→ PROVIDED INFORMATION
————
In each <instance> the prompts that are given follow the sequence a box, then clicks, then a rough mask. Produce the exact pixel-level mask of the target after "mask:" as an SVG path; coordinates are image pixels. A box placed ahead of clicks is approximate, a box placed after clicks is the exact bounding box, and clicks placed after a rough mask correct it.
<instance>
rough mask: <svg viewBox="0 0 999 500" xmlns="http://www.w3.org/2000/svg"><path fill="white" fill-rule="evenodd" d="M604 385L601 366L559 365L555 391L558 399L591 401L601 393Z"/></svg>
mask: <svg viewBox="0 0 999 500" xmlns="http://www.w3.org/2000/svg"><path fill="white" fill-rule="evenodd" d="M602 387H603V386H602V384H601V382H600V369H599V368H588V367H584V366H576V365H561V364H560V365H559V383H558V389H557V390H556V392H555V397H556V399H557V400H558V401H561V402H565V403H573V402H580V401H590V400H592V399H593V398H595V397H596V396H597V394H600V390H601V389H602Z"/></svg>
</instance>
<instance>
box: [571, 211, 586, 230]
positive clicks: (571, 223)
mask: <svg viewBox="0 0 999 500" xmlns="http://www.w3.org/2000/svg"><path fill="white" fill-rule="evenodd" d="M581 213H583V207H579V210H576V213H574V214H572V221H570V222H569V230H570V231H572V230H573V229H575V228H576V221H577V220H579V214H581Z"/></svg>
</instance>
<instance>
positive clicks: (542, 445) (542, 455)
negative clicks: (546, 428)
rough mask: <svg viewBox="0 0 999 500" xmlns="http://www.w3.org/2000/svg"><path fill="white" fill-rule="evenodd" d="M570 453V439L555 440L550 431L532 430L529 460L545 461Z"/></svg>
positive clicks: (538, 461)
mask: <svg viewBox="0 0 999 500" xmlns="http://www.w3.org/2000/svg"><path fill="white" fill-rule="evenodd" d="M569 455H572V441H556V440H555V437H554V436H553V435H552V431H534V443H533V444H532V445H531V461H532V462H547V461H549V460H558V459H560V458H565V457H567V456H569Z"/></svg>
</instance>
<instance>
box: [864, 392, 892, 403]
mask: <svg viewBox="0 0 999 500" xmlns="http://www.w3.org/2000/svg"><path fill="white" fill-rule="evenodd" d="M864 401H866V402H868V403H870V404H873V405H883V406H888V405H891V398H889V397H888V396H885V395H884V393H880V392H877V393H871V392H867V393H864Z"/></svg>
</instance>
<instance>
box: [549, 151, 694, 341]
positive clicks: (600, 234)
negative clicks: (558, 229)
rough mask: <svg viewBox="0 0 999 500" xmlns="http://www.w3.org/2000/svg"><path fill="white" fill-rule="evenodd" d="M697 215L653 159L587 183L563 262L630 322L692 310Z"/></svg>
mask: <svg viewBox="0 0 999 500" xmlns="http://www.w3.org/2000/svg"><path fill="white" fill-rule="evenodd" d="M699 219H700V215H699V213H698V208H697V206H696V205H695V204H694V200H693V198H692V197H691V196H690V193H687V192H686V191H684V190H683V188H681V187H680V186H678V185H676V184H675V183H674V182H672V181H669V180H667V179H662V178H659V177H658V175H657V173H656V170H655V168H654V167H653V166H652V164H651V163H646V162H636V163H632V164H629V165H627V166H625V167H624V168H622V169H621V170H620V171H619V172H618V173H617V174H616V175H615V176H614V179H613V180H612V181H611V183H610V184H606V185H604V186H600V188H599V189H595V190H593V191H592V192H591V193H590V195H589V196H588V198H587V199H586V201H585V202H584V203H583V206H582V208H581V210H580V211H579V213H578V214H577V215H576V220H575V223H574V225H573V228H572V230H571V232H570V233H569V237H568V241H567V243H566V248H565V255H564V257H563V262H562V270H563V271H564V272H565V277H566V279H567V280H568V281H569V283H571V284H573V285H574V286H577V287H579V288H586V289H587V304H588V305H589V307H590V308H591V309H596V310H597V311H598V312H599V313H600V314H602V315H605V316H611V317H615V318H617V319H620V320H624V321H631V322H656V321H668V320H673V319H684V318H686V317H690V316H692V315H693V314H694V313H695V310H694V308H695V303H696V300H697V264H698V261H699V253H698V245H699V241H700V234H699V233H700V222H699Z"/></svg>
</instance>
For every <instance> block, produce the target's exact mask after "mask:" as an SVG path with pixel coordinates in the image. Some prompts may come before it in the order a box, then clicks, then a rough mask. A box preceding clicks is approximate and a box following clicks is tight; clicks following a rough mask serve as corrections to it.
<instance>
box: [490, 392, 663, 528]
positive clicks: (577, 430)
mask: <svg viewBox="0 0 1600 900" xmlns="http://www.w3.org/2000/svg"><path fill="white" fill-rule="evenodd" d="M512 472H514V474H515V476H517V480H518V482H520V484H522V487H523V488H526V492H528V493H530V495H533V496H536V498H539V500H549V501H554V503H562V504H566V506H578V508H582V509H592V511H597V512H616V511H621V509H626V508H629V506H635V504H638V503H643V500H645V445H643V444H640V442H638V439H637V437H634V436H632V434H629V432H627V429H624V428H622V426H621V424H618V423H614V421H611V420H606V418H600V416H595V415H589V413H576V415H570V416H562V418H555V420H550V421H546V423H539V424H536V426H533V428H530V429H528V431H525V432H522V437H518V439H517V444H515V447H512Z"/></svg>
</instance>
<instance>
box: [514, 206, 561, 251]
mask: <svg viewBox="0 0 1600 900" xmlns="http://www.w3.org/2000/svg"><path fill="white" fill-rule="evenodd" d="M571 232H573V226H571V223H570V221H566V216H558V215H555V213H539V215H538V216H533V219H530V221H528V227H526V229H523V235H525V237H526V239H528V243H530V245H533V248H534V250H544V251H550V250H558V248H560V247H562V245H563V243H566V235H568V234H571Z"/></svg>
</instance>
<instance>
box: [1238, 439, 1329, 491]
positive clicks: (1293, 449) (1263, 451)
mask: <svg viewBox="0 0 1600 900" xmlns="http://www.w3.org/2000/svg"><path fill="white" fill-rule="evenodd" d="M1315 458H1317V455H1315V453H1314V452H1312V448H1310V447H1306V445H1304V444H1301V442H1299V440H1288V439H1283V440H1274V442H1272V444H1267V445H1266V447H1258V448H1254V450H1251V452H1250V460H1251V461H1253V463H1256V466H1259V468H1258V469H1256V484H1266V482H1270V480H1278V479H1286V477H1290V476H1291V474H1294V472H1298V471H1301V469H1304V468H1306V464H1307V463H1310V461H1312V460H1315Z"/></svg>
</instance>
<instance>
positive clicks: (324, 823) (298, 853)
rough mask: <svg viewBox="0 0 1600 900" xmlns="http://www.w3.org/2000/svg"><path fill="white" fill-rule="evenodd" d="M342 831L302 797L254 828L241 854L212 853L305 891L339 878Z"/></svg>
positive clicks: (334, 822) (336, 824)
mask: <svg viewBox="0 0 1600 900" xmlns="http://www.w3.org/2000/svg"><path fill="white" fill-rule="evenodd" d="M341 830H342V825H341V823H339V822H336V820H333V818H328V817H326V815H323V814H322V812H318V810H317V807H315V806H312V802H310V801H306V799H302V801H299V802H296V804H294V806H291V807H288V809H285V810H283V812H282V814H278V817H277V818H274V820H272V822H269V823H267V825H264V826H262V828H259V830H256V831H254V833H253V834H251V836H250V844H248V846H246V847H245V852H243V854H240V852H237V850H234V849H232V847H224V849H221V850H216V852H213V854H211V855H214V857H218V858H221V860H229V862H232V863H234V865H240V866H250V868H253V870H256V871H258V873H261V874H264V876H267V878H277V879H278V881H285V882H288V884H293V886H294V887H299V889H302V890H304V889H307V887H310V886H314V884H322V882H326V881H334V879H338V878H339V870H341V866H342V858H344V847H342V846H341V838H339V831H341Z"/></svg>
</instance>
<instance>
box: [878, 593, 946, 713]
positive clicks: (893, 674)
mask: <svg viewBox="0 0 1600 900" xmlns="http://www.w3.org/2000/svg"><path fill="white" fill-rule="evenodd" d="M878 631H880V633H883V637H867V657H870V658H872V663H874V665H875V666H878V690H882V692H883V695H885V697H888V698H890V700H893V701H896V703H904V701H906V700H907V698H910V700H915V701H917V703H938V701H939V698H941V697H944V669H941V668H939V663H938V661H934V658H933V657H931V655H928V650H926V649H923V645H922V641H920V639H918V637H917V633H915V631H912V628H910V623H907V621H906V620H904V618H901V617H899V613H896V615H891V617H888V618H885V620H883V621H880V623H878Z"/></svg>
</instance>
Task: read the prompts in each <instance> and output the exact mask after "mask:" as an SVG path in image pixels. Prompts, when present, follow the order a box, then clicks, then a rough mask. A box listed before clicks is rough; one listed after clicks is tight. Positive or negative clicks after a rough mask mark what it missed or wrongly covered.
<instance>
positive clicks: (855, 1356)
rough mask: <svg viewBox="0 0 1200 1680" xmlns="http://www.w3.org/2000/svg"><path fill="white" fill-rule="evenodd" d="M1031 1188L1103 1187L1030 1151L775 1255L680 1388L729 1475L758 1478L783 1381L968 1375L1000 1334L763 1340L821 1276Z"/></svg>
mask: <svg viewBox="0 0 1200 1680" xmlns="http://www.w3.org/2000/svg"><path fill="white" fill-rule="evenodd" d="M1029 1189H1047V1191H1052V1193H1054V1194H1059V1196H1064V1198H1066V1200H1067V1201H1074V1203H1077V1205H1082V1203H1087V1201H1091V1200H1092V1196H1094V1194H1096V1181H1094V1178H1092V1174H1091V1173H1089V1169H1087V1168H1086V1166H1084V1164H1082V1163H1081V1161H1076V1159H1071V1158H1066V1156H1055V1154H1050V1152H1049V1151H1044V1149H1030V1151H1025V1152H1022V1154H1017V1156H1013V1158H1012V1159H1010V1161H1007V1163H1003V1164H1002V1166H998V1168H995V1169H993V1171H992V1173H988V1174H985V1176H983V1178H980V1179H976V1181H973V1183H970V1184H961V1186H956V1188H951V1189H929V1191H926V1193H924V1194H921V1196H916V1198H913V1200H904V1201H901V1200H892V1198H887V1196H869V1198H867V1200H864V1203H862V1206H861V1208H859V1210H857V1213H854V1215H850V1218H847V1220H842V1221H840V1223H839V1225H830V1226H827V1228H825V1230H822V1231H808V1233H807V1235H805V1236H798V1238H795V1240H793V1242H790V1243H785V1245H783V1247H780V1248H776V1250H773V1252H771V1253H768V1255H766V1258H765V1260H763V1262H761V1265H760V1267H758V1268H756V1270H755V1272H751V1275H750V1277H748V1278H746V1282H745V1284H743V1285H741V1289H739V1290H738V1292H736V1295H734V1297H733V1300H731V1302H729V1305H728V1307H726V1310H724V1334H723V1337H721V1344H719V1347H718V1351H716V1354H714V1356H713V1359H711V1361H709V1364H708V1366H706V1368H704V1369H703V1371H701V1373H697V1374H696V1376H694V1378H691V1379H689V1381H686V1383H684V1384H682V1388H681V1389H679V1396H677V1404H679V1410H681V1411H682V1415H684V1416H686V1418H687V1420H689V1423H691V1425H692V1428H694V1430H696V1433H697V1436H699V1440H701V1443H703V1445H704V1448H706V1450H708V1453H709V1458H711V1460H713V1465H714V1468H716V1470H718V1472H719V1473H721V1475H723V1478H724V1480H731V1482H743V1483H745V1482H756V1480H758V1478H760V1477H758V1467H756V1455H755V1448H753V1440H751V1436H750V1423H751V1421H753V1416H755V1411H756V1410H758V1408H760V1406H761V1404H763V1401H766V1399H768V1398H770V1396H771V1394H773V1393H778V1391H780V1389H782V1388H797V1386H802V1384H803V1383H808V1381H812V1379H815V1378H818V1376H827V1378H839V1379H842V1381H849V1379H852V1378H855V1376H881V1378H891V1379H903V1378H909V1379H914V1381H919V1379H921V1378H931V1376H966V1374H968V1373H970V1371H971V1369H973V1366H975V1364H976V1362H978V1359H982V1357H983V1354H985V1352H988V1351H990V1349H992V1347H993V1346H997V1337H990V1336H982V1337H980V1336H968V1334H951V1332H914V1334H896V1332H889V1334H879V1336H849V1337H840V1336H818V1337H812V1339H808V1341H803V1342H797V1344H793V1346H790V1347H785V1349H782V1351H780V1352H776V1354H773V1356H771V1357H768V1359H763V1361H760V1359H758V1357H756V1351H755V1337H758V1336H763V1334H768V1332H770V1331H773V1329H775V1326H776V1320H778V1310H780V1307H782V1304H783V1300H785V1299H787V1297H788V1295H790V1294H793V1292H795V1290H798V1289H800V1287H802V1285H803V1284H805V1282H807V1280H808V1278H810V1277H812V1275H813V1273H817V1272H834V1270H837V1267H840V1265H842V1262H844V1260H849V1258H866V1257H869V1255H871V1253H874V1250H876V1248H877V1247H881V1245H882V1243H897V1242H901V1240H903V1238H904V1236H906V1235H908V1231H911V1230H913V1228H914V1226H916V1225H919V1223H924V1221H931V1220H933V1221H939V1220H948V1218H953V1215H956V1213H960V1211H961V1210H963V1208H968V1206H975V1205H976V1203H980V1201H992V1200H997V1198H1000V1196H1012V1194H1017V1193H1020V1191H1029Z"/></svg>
————
→ PROBLEM REQUIREMENTS
Extract every line of the records above that contains the string "exact". Case counts.

→ RESULT OF THIS EXERCISE
In each <instance> the prompts that are given follow the sequence a box, then clicks, then a rough mask. Produce the exact pixel-level mask of the target after "mask:" as an SVG path; coordinates are image pixels. A box placed ahead of clicks is approximate, a box placed after clicks is the exact bounding box, and clicks placed after a rough mask correct it.
For every <instance> block, produce the target's exact mask after "mask:" as an SVG path with pixel coordinates in the image. Some prompts may come before it in the order a box, then clicks, then a rough mask. A box preceding clicks is approximate and a box following clicks is tight; clicks following a rough mask serve as corrections to it.
Task: read the prompts in each <instance> and output the exact mask after "mask:" as an SVG path in image pixels. Prompts, when present, follow the order a box, then clicks, then a rough mask. A box listed before clicks is rough; one listed after clicks is tight. Positive or negative clicks after a rough mask mark what it missed or wrongly covered.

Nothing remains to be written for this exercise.